■ **Exercise input**
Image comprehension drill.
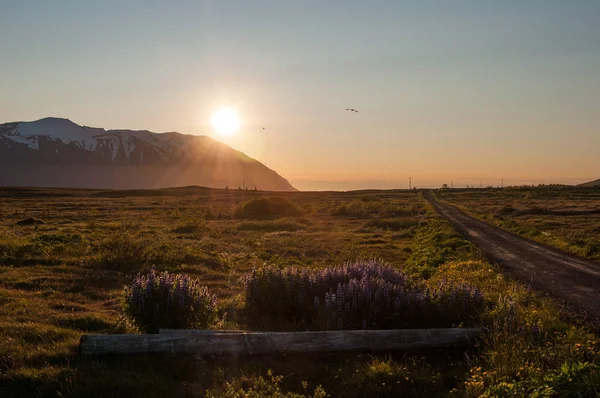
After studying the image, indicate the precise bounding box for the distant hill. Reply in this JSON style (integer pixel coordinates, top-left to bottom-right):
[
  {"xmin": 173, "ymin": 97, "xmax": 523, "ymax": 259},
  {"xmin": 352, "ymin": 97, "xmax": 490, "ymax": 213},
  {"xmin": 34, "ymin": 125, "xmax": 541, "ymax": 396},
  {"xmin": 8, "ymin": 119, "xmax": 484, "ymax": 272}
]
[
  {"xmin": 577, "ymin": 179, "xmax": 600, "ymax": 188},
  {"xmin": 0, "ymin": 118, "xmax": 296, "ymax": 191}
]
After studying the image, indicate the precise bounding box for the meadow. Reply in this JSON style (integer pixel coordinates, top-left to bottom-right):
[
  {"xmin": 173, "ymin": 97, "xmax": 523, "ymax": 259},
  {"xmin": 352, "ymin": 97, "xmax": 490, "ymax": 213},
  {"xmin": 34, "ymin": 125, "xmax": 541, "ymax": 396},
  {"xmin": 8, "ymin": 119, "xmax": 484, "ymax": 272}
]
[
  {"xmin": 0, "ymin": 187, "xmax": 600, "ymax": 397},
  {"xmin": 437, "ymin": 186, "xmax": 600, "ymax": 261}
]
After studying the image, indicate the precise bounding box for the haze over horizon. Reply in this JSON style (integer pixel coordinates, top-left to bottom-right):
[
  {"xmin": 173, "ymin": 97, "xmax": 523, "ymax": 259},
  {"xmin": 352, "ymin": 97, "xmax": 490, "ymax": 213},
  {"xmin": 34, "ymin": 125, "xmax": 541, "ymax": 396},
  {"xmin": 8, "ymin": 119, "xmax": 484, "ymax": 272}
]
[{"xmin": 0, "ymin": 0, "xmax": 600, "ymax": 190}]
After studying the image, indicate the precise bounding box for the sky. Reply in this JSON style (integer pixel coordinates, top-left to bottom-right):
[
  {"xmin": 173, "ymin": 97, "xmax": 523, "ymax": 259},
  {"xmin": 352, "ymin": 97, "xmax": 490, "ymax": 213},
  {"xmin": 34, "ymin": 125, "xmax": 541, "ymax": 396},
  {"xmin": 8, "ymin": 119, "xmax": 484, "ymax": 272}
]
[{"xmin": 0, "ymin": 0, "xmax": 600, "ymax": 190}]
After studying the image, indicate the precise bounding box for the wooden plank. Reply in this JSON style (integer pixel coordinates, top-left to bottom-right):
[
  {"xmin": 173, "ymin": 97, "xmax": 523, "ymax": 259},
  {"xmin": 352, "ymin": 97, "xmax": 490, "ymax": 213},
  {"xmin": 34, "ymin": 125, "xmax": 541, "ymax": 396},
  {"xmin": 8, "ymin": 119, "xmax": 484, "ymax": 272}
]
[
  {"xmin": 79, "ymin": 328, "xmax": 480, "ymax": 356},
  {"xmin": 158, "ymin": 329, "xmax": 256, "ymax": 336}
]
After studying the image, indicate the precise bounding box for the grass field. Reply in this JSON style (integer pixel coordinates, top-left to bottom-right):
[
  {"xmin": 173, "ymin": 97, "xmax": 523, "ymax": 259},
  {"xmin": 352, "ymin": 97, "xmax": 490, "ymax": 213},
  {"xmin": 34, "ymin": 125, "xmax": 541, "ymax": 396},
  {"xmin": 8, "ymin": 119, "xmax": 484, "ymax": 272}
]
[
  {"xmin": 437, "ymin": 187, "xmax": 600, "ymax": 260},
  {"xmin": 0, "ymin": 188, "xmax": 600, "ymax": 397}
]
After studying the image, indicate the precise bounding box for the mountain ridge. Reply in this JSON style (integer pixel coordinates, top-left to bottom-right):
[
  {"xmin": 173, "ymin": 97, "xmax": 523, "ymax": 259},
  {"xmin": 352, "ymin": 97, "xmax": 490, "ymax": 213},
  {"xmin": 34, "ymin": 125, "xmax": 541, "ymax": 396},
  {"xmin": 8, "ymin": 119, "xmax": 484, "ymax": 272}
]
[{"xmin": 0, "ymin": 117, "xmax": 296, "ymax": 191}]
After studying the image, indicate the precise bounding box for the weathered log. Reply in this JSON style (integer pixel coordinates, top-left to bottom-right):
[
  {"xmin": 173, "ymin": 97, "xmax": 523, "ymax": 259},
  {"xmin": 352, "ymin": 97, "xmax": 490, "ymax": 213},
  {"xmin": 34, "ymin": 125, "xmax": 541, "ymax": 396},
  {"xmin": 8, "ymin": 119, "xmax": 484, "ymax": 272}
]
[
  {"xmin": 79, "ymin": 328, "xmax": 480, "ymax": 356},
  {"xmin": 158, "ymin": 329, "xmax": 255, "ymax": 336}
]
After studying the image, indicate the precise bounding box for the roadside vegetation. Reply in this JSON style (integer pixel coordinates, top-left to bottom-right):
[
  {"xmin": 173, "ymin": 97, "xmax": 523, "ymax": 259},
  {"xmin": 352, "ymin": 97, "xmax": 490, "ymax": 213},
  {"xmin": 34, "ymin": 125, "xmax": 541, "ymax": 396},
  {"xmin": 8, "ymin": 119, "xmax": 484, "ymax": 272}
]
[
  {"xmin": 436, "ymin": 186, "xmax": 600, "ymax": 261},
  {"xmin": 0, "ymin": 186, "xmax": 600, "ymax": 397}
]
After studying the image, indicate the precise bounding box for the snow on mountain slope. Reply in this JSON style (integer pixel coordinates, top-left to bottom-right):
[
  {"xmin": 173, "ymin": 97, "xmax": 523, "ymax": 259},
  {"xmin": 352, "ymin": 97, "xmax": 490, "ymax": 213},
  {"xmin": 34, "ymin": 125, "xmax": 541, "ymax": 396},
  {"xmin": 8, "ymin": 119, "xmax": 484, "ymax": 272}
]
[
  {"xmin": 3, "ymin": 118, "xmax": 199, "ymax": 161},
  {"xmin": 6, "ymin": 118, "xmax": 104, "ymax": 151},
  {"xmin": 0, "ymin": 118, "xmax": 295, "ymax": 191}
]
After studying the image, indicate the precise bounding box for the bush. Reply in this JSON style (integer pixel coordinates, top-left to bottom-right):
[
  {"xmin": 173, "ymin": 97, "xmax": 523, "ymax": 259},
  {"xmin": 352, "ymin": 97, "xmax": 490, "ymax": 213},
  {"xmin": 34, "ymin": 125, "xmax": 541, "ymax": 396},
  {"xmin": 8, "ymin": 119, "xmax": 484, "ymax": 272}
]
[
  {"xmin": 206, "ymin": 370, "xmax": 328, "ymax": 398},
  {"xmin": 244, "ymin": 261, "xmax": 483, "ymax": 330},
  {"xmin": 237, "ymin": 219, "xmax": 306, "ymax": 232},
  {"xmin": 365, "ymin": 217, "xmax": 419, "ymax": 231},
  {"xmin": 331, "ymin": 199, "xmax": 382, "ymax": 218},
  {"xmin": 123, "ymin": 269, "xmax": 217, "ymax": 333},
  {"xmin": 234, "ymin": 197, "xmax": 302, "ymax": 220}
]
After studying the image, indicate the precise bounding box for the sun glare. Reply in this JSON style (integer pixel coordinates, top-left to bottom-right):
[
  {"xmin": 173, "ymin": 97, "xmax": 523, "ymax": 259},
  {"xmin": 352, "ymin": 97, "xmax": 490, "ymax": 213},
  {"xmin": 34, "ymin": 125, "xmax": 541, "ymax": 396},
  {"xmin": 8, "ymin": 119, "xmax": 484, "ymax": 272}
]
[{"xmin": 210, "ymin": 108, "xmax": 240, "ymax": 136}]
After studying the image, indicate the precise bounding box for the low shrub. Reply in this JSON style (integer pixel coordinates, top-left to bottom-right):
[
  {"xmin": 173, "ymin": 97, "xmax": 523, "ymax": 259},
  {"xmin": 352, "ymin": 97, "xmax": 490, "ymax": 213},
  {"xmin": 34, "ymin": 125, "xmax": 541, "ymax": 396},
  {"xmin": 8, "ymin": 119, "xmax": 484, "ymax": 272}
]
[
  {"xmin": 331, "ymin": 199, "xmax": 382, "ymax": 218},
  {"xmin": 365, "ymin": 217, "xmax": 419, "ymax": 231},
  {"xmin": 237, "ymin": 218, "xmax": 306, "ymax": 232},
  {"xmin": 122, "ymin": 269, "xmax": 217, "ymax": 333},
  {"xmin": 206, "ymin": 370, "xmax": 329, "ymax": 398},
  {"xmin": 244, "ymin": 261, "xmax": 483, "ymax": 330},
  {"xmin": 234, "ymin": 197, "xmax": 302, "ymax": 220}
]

...

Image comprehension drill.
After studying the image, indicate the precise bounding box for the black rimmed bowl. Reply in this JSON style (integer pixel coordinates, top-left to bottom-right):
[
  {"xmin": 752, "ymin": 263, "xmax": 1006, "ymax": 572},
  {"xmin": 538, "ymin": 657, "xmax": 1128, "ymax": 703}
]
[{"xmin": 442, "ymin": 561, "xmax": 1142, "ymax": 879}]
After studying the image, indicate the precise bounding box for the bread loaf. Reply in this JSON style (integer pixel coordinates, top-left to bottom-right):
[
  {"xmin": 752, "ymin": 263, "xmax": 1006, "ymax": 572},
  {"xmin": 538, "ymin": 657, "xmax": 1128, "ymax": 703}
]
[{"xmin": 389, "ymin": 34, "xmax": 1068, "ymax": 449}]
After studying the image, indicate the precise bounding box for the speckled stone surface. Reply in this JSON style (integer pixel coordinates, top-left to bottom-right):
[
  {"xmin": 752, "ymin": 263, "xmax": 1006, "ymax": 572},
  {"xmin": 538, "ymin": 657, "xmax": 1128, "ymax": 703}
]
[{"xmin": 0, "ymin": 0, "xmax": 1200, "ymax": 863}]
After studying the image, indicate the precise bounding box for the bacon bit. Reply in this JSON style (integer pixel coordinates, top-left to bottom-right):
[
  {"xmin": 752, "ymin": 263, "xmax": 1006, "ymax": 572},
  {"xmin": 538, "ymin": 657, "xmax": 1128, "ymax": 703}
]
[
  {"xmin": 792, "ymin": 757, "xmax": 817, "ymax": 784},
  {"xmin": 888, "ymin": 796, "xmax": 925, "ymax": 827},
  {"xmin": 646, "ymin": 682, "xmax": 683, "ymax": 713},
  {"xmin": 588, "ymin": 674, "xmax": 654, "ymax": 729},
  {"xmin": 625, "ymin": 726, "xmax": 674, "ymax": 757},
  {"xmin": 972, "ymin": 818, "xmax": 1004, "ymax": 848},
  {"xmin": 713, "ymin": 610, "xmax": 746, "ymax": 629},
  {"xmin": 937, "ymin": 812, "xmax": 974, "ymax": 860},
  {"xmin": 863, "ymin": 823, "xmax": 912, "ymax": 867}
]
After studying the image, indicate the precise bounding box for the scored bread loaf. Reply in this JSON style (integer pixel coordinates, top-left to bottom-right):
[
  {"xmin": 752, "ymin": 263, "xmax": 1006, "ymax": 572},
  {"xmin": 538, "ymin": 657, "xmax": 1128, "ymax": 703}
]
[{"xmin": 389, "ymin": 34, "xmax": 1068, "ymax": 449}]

■ **What is asked**
Select and copy each line above that contains the word "mountain".

■ **Answer for the task**
After studying the image, indicate the precise bounding box for the mountain ridge. Reply in this JSON style (integer pixel coordinates, top-left to bottom-right):
After studying the image, indicate the precise bounding box for the snow on mountain slope. Reply in this JSON style (integer pixel coordinates, top-left to bottom-right):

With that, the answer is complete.